Actions to take:
**1.** According to the piece on campus pranks, why does Tech need to step up its game? Answer in one to three sentences.
**2.** In the piece on campus pranks, what overall ranking did Tech receive among engineering schools?
**3.** Continue the piece on campus pranks from where it ends.

We’re rounding week four of the semester–midterms, full-time recruitment, a presidential election and football are upon us. This is an incredibly exciting time to be a Tech student. This past week we swept the college rankings: No. 5 engineering school overall with multiple awards for multiple departments.  And while we have so much to celebrate, we can always do better. Today, I want to focus on one point: stepping up our game.

I’m afraid we’ve lost our creative edge. I’m not referring to our engineering curricula or to our computer labs. Academically we’re excellent. It’s our pranks that have lost any sense of inspiration.

Inferior schools have outdone us in recent years. Consider MIT in April: They managed to hack into the Green Building’s mainframe and play virtual Tetris using the high-rise’s lights. Videos of their prank went viral and earned them respect and praise from multiple media outlets.

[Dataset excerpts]
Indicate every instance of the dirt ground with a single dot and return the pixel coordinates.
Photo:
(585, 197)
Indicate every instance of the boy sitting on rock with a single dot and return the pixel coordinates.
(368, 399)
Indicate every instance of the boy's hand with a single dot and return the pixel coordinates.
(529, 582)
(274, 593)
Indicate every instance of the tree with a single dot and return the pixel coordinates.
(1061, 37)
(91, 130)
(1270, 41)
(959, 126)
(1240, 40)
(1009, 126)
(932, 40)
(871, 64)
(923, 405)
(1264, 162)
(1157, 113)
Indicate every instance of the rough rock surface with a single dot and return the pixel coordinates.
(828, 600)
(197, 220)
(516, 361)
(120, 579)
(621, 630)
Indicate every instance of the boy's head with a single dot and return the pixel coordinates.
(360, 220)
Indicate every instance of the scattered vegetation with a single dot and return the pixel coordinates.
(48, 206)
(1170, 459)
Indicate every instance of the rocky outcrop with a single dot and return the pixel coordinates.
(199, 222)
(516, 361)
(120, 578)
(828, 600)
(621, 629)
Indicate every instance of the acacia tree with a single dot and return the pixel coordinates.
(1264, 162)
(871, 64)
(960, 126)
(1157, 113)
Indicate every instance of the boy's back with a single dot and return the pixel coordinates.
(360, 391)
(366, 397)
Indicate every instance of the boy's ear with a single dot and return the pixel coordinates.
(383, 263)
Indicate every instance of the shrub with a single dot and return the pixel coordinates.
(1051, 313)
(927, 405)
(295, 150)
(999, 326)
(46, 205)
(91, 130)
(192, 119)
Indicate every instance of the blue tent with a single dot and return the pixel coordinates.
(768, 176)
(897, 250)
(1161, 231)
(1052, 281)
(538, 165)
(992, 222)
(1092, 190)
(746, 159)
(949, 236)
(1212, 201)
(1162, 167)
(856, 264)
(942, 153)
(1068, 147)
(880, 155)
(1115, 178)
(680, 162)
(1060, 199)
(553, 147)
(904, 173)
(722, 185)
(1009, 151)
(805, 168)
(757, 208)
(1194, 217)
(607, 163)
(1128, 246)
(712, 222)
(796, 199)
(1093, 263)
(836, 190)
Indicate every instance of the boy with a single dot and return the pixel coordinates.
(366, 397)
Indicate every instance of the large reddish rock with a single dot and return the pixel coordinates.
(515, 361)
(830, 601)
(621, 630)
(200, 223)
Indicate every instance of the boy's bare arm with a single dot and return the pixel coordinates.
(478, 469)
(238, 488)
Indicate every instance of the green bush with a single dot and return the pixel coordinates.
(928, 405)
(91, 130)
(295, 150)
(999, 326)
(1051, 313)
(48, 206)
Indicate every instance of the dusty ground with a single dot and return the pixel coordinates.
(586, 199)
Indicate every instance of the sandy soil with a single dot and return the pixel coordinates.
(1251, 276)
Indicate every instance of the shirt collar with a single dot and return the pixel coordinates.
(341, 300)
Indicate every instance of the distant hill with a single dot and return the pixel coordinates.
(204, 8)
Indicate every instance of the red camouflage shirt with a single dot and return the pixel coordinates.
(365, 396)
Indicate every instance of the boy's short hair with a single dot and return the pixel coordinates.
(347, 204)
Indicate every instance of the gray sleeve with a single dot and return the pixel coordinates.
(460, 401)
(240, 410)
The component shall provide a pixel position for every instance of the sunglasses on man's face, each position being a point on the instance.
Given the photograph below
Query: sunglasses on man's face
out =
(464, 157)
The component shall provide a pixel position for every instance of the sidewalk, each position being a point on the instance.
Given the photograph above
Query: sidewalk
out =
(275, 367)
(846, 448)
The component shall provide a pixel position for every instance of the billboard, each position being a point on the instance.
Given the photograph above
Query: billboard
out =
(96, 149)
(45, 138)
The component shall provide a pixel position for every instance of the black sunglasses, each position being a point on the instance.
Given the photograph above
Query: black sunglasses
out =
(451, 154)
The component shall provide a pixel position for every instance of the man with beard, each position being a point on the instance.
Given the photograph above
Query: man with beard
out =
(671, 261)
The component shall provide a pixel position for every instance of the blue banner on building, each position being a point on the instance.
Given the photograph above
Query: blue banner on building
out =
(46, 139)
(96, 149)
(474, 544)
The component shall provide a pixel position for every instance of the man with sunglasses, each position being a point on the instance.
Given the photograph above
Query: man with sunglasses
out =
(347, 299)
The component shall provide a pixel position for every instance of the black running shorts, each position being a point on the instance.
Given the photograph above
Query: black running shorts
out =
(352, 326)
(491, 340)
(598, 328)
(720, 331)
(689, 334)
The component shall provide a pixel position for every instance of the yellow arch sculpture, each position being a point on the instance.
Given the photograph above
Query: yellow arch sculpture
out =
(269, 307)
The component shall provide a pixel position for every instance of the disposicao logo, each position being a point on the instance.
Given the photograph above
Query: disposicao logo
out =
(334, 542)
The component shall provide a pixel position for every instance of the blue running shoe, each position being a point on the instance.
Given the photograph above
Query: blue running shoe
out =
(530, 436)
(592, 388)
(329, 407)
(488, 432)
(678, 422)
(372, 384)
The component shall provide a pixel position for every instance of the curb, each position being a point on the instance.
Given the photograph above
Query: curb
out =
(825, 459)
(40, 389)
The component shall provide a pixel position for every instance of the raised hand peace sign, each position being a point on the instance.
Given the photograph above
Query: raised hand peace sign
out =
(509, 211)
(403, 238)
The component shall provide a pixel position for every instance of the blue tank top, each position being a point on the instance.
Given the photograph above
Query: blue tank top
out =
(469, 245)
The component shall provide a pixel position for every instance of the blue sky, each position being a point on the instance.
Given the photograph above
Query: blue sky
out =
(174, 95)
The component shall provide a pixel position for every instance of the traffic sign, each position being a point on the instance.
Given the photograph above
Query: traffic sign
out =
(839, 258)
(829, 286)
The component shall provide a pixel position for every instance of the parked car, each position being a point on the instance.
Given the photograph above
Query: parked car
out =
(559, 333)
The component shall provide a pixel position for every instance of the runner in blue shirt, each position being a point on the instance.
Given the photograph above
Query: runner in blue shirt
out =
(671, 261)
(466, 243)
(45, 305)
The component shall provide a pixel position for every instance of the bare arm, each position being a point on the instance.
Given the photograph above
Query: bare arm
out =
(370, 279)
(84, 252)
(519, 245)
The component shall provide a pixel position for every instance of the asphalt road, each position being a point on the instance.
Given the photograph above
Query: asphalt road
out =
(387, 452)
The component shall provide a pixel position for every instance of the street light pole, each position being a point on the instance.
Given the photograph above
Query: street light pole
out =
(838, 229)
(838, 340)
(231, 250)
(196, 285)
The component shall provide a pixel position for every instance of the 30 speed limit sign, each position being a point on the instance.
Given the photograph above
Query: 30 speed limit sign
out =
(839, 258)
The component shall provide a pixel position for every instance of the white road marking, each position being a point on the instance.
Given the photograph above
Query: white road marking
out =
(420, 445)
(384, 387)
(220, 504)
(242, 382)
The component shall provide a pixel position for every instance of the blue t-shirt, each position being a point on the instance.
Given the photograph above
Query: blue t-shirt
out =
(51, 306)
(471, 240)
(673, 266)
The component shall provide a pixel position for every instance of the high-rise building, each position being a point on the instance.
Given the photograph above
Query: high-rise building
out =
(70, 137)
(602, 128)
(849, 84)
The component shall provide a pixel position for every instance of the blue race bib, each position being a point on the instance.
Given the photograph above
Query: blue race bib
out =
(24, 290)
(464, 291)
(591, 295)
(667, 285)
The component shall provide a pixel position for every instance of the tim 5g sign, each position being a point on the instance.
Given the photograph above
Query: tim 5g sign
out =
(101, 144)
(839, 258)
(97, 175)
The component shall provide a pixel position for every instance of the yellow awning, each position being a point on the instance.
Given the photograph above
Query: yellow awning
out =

Results:
**1.** Tech has lost its creative edge: its pranks no longer show any inspiration. Schools the writer calls inferior have outdone it in recent years. MIT, for example, hacked the Green Building's mainframe to play virtual Tetris with its lights and won praise from several media outlets.

**2.** No. 5 engineering school overall.

**3.**
Contrast that with the missing T’s at the Clough Commons, and it’s obvious we are settling for less. Plus, it didn’t cost MIT thousands of dollars to repair the damage.

In 1987, some students in California covered up parts of the Hollywood sign to read “Caltech.” Nothing was stolen. Nothing was damaged. Today, it is something even the Caltech administration is proud of.

I’m not calling it genius. We all know Georgia Tech is capable of so much more. But if we look back in 25 years and think of today’s pranks, we’ll be reminded of nothing but missing Ts – from our stadium, from the 10th Street entrance, from various bathrooms and so much more. Instead of stealing the only T that matters (off of Tech Tower), we’ve resorted to stealing any Ts. It’s done nothing more than deface our campus and cost the institution.

Last week we even stole Ts from Virginia Tech’s campus. It won us nothing but negative press and embarrassment. In 1984, Caltech hacked the Rose Bowl scoreboard. The consequence? Job offers from the manufacturer.

We can do better.

We’re the university that created George P. Burdell in 1927. We’re the university where he earned both a Bachelor’s and Master’s degree. And we’re the university that put him on a B-17 in World War II and nominated him as an alternate delegate to the Democratic National Convention in 1995. In 2001, our creation was nominated to be TIME magazine’s person of the year.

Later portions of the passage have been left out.